▶ [EXCERPT PROVIDED]:
-*-*-
We need to see real action to get the National Infrastructure Bank up and running with a watertight net zero mandate. We’re expecting to hear the mandate, and perhaps the location, but not much more. The government’s inaction on infrastructure starts with ignoring their own reports, so there’s a lot of catching up for them to do – the National Infrastructure Assessment was published almost three years ago and they only responded in November.
We imagine they’ll make a few announcements about what you might broadly call regional policy. They’ll probably tell us where they’re putting “Treasury North” – which may or may not disappoint Tees Valley Tory Ben Houchen, whose public argument for the jobs moving to Teesside is that Treasury civil servants should experience the appalling bus services for which he is responsible and which Tees Valley residents have to suffer (I’m not making this up – you can listen here, from 06:45). And when Sunak tells us how many jobs are moving to Treasury North, remember that almost 7,000 civil service jobs have been scrapped in the North East alone since 2010. That’s been a 19% cut.
The Chancellor may give us a bit more detail on the much-trumpeted levelling-up fund, which they are using to undermine devolution across the UK, and on the UK Shared Prosperity Fund, which is supposed to be the replacement for EU structural funds. We might also hear something from the Chancellor about free ports, one of his favourite ideas, although one for which we think the case is pretty weak at a national level.
What else might we see? As with every budget, the Treasury uses the weeks leading up to the budget to test public reactions to different briefings – to see how possible policies go down with think tanks, businesses, electors and tax professionals. Given all the noise they’ve made, we’d not be surprised to see some sort of change to corporation tax, and there the devil will be in the detail, though Labour’s position is clear: now is not the time for immediate tax rises.
Of course, nobody thinks the UK’s current arrangements on corporation tax are what we would have if Labour had been in power for the last decade. We’ve been saying for years that the Conservatives are in the wrong place on it, allowing the UK to fall out of line with comparable economies. So a long-term plan that looks to fix the problems would be welcome. But we are in the middle of an economic crisis and we need all our focus to be on growth.
-*-*-
▶ [Items listed in a dataset]:
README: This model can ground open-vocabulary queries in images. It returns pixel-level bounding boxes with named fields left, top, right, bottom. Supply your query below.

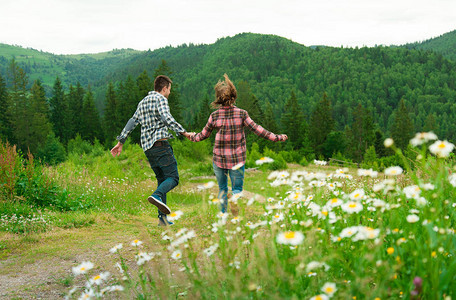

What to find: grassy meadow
left=0, top=135, right=456, bottom=299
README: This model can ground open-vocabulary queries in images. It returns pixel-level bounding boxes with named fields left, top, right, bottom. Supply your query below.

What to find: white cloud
left=0, top=0, right=456, bottom=53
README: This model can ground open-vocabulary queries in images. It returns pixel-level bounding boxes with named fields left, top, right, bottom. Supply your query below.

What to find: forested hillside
left=405, top=30, right=456, bottom=61
left=0, top=44, right=140, bottom=93
left=97, top=34, right=456, bottom=139
left=0, top=33, right=456, bottom=165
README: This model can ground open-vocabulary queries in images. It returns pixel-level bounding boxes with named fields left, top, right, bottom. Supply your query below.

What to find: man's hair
left=154, top=75, right=173, bottom=92
left=211, top=74, right=237, bottom=108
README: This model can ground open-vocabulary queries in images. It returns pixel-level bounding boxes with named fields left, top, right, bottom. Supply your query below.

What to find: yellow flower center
left=285, top=231, right=296, bottom=240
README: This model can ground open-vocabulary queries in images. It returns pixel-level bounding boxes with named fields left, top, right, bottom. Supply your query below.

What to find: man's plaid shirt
left=191, top=106, right=284, bottom=169
left=117, top=91, right=185, bottom=151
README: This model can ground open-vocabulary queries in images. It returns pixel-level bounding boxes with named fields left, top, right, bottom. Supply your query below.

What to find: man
left=111, top=75, right=189, bottom=226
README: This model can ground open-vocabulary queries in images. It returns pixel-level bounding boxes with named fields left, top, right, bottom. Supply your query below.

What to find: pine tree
left=49, top=77, right=70, bottom=143
left=26, top=80, right=52, bottom=154
left=0, top=74, right=12, bottom=140
left=7, top=59, right=30, bottom=152
left=309, top=93, right=335, bottom=154
left=68, top=82, right=85, bottom=139
left=263, top=101, right=279, bottom=133
left=81, top=86, right=101, bottom=142
left=346, top=103, right=375, bottom=162
left=136, top=70, right=154, bottom=99
left=423, top=113, right=438, bottom=132
left=104, top=82, right=122, bottom=140
left=281, top=91, right=307, bottom=149
left=236, top=81, right=264, bottom=122
left=390, top=99, right=414, bottom=150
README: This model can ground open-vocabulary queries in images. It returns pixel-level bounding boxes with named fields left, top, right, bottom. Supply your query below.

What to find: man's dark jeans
left=145, top=141, right=179, bottom=216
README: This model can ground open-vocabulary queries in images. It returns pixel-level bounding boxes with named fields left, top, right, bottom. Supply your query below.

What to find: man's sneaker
left=147, top=196, right=171, bottom=215
left=158, top=216, right=174, bottom=226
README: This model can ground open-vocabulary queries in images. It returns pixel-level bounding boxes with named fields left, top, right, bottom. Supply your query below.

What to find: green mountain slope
left=405, top=30, right=456, bottom=61
left=96, top=33, right=456, bottom=137
left=0, top=33, right=456, bottom=139
left=0, top=44, right=140, bottom=92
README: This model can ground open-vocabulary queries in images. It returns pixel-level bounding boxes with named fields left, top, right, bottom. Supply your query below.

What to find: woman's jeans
left=212, top=163, right=245, bottom=213
left=145, top=141, right=179, bottom=217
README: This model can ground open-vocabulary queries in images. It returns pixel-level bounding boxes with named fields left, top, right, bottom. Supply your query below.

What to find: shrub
-*-*-
▶ [WHAT IS REQUIRED]:
Write the next part of the budget preview, starting after its final sentence.

▶ [YOUR RESPONSE]:
It is simply not the right time for an immediate tax rise on businesses. The biggest problems for businesses are their looming business rates bills and wondering how to cope with high levels of debt. The Chancellor still hasn’t announced what will happen with business rates, leaving things to the last minute yet again. And he hasn’t set out a plan to deal with high levels of debt.
Hiking taxes on struggling businesses and families now is so daft, it’s hard to believe the Chancellor is proposing to do just that. But then of course, he set the pattern back in November with his stealth council tax rise – a 5% hike kicking in next month, while the pandemic is still raging, forcing families to tighten their belts and stop spending, just when we need to rebuild confidence in the economy.
This week, we are at a fork in the road. Beyond the rhetoric, the Conservatives want to go back to the same insecure economy and unequal country that’s been so cruelly exposed by the virus. Labour believes Britain can seize this moment to create a secure and prosperous economy for the future.
That means creating the conditions for new jobs and for people to invest in our economy. It means breathing new life into town centres and high streets. It means providing much more security at work. It means creating growth across the country – every sector, every nation and region, every city and every town. That’s what we desperately need to see tomorrow.